What you will do: Render all of the material below as a numbered list, omitting any blank lines and excluding the pictures from the list.

Extracted information:

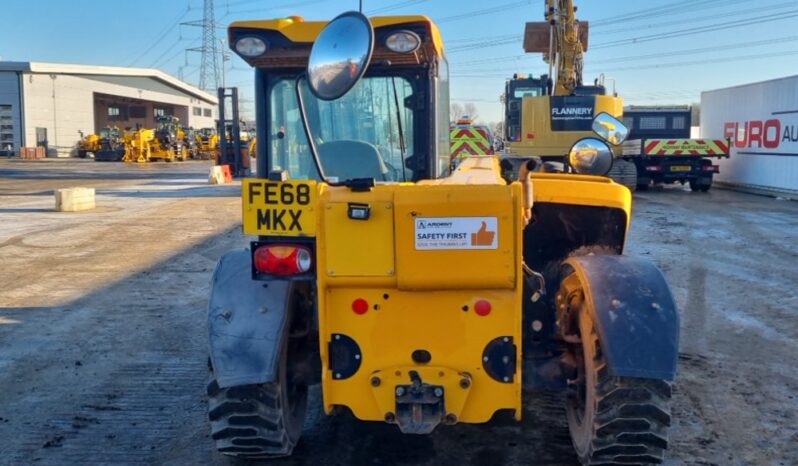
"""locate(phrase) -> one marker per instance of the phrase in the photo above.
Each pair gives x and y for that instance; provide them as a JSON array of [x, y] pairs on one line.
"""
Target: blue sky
[[657, 51]]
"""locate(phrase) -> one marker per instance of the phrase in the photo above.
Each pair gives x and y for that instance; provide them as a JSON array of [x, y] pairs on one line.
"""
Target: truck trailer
[[662, 151]]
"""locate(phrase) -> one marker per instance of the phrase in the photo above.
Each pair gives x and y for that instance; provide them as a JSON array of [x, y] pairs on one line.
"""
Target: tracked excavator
[[545, 116]]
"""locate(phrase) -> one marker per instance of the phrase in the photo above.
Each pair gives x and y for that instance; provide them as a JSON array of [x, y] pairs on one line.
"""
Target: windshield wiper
[[402, 148]]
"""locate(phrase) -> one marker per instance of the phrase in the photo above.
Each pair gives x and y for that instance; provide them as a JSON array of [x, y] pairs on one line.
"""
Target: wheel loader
[[415, 296], [112, 146], [166, 142]]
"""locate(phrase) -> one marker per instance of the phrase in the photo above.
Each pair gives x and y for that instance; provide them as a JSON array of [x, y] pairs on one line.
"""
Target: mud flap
[[635, 315], [246, 322]]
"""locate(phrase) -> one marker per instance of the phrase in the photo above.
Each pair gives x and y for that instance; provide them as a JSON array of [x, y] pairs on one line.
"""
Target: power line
[[494, 9], [757, 56], [700, 30], [721, 47], [209, 62], [166, 31]]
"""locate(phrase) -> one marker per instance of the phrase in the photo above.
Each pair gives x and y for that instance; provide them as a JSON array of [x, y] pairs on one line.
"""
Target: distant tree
[[471, 110]]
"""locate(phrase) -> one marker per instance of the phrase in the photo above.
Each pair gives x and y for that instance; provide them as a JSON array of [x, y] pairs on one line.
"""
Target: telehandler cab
[[415, 296]]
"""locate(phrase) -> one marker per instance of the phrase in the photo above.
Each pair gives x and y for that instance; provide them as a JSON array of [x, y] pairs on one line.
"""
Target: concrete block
[[74, 199]]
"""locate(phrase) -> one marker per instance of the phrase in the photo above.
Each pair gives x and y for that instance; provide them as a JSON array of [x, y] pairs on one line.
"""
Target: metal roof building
[[51, 104]]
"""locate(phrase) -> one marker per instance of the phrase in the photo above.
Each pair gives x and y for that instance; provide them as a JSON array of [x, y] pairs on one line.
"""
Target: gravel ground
[[103, 340]]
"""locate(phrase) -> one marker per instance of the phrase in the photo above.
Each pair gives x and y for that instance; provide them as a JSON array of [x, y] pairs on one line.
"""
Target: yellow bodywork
[[297, 30], [422, 298], [89, 143], [537, 137]]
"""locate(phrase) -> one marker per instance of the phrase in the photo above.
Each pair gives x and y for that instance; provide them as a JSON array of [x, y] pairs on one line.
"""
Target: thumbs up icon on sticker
[[482, 237]]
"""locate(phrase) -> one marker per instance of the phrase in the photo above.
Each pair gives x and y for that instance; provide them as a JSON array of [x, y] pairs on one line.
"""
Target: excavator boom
[[562, 40]]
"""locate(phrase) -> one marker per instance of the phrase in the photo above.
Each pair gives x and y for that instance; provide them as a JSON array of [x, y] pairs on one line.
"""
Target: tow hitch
[[419, 406]]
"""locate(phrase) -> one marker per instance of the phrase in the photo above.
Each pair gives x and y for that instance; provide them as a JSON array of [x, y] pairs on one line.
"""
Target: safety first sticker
[[456, 233]]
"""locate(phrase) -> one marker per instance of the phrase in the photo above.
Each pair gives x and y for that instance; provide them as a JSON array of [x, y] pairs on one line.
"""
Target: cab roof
[[290, 39]]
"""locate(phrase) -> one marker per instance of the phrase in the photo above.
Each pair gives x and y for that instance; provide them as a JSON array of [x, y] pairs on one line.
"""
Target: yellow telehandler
[[415, 296], [88, 144]]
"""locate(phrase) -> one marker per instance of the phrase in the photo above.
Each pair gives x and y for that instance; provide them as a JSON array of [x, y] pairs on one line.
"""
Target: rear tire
[[613, 420], [259, 421]]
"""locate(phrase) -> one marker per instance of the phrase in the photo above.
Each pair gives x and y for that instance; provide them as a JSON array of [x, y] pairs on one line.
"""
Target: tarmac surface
[[103, 340]]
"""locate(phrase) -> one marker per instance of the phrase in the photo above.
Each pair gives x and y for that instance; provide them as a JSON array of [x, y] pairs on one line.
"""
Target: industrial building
[[761, 122], [52, 104]]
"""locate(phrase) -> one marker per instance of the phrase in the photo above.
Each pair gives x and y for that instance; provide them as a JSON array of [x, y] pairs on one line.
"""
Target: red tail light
[[482, 307], [282, 259]]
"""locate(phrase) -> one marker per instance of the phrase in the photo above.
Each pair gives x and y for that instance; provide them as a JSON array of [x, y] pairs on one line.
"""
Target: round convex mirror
[[340, 55], [610, 129], [590, 156]]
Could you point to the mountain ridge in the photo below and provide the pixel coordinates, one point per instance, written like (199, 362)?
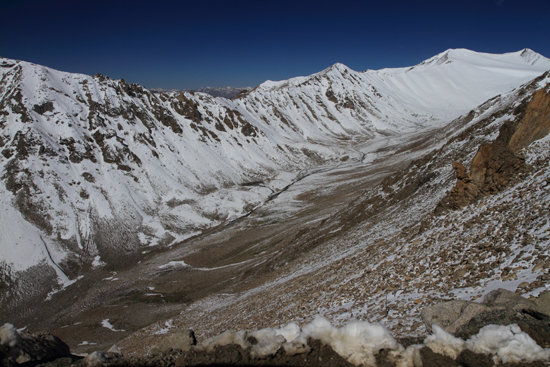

Complete output:
1. """locate(phrase) -> one marker per instance of the phrase in the photo above.
2. Each pair gives x and y for that instance; provide them as a JSON array of [x, y] pairs on one line.
3. """
4. Target: blue sky
5. [[657, 51]]
6. """locate(phrase) -> one marker per instance of the phrase in the photo above.
7. Each pair gives x and y for that instance; provide them as a JSON array of [x, y] pairs on one line.
8. """
9. Target: truck trailer
10. [[662, 151]]
11. """locate(phrase) -> one marker per instance of the phrase in the photo above.
12. Each pair gives x and y for that instance; provide them as a JSON array of [x, y] pairs on one line.
13. """
14. Target: tracked excavator
15. [[545, 116]]
16. """locate(phrase) -> one marker per instance of the phrase in the photo above.
17. Each pair gives x and y for that instance; provide them as a JSON array of [x, y] pairs on one line.
18. """
19. Target: windshield wiper
20. [[402, 148]]
21. """locate(phrase) -> one marker per instance of the phrase in the photo above.
22. Each pair gives x and y for that instance; provide them as a JSON array of [x, y] pairs on one line.
23. """
24. Target: wheel loader
25. [[415, 296], [112, 146], [166, 142]]
26. """locate(phrase) -> one marker per instance of the phrase in the photo above.
27. Each pair gives x and y for that instance; provide them as a JSON array of [x, y] pairs on one line.
28. """
29. Target: mud flap
30. [[635, 315], [246, 322]]
31. """locate(phrase) -> one marker per instance of the phrase in the photo above.
32. Each pair gives x and y for that instance; provide them as a JSON array of [x, y] pairs on one line.
33. """
34. Target: power line
35. [[494, 9], [757, 56], [700, 30], [721, 47], [209, 62], [166, 31]]
36. """locate(phrase) -> one marker per instance of the phrase in the photo above.
37. Each pair gives x and y for that instance; provide them as a JSON array of [x, y] pairs on one line.
38. """
39. Target: distant tree
40. [[471, 110]]
41. """locate(phrase) -> one marker per instance of the phrase in the photo above.
42. Each pair gives x and y for that instance; provide them as a JSON array of [x, y] pairs on one line.
43. """
44. Target: telehandler cab
45. [[415, 296]]
46. """locate(phrase) -> one marker per instance of the phrase in the photo above.
47. Each pair gives x and y for that instance; provide them as a JSON array of [x, y] pairs on one line.
48. """
49. Target: concrete block
50. [[74, 199]]
51. """locate(phrase) -> one marker per instance of the phrase in the photo above.
52. Each pair gives x and y for that instance; provide them as a JSON array of [x, y] pairs on one line.
53. """
54. Target: metal roof building
55. [[51, 104]]
56. """locate(phrase) -> one marker per instance of the phrase in the photo above.
57. Each pair gives x and y for that instance; provide them as a JSON array of [x, y] pairs on one line.
58. """
59. Target: gravel ground
60. [[103, 340]]
61. """locate(phrase) -> one marker per instance of the phrase in the photo above.
62. Each pair gives x and y for that instance; provide them as a JSON array of [x, y] pairs on one line.
63. """
64. Target: yellow bodywork
65. [[297, 30], [422, 298], [89, 143], [537, 137]]
66. """locate(phrase) -> one marker per instance of the phrase in the photo above.
67. Each pair gives x and y for that instance; provide them as a JSON array of [x, y] pairs on one line.
68. """
69. Target: thumbs up icon on sticker
70. [[482, 237]]
71. """locate(phrase) -> one marker per instance of the phrase in the photo above.
72. Each pair gives x and y for that instance; provide them as a JSON array of [x, y] pairs on one line.
73. """
74. Target: excavator boom
75. [[562, 40]]
76. """locate(phrase) -> one marker per instance of the phrase in the photo above.
77. Each pair gives x and y for that instance; provide them as a JSON array of [x, y] pairs on one line.
78. """
79. Target: tow hitch
80. [[419, 406]]
81. """locate(phrase) -> one marker per instance of the phrase in the photo above.
82. Each pair gives x and y for that instance; provide them as a JSON array of [x, y] pairs on one line.
83. """
84. Target: safety first sticker
85. [[456, 233]]
86. """locate(phrase) -> one marker per instance of the phrase in the photo above.
87. Each pair gives x and y for that instance; provide them as a JSON array of [x, y] pairs on one line.
88. """
89. Target: cab roof
90. [[290, 39]]
91. """locate(phrase) -> one marker per instance of the phrase in the photo above.
92. Each pair gives x and y for that instance; provide them as a JSON array of [x, y] pairs on one line.
93. """
94. Target: yellow telehandler
95. [[415, 296], [88, 144]]
96. """locate(phrase) -> one marker per instance of the phrase in the photo above.
97. Each pair gives x and y for that instance; provide them as a JSON array of [x, y] pairs on one line.
98. """
99. Target: rear tire
100. [[613, 420], [259, 421]]
101. """locate(phrase) -> one marker per instance of the phrase in the photo above.
102. Each pair gives x and y for that instance; provide them as a JSON array of [x, y] pairs on one line.
103. """
104. Target: tarmac surface
105. [[103, 340]]
106. """locate(phrase) -> one marker per instance of the phrase in the photo above.
107. Each pair gives x and y for that instance; provide them as a JSON array of [x, y] pairs on one line.
108. """
109. Target: industrial building
110. [[761, 122], [52, 104]]
111. """locate(phrase) -> one marker per instance of the phrase in the photo above.
112. Each pair gives x and y for that instance; provide them as a JSON array of [x, y] pairs on one line.
113. """
114. Target: red tail light
115. [[482, 307], [282, 259]]
116. """locate(phrase) -> one marker per instance of the phrase in the photo above.
117. Each pair gives x and y for that instance; provide them as a JSON array of [x, y] pairs on one line.
118. """
119. Target: round convex mirror
120. [[340, 55], [610, 129], [590, 156]]
121. Could you point to the mountain ridge in the photo below and provide the pixel coordinates, one point per instance, written like (199, 362)?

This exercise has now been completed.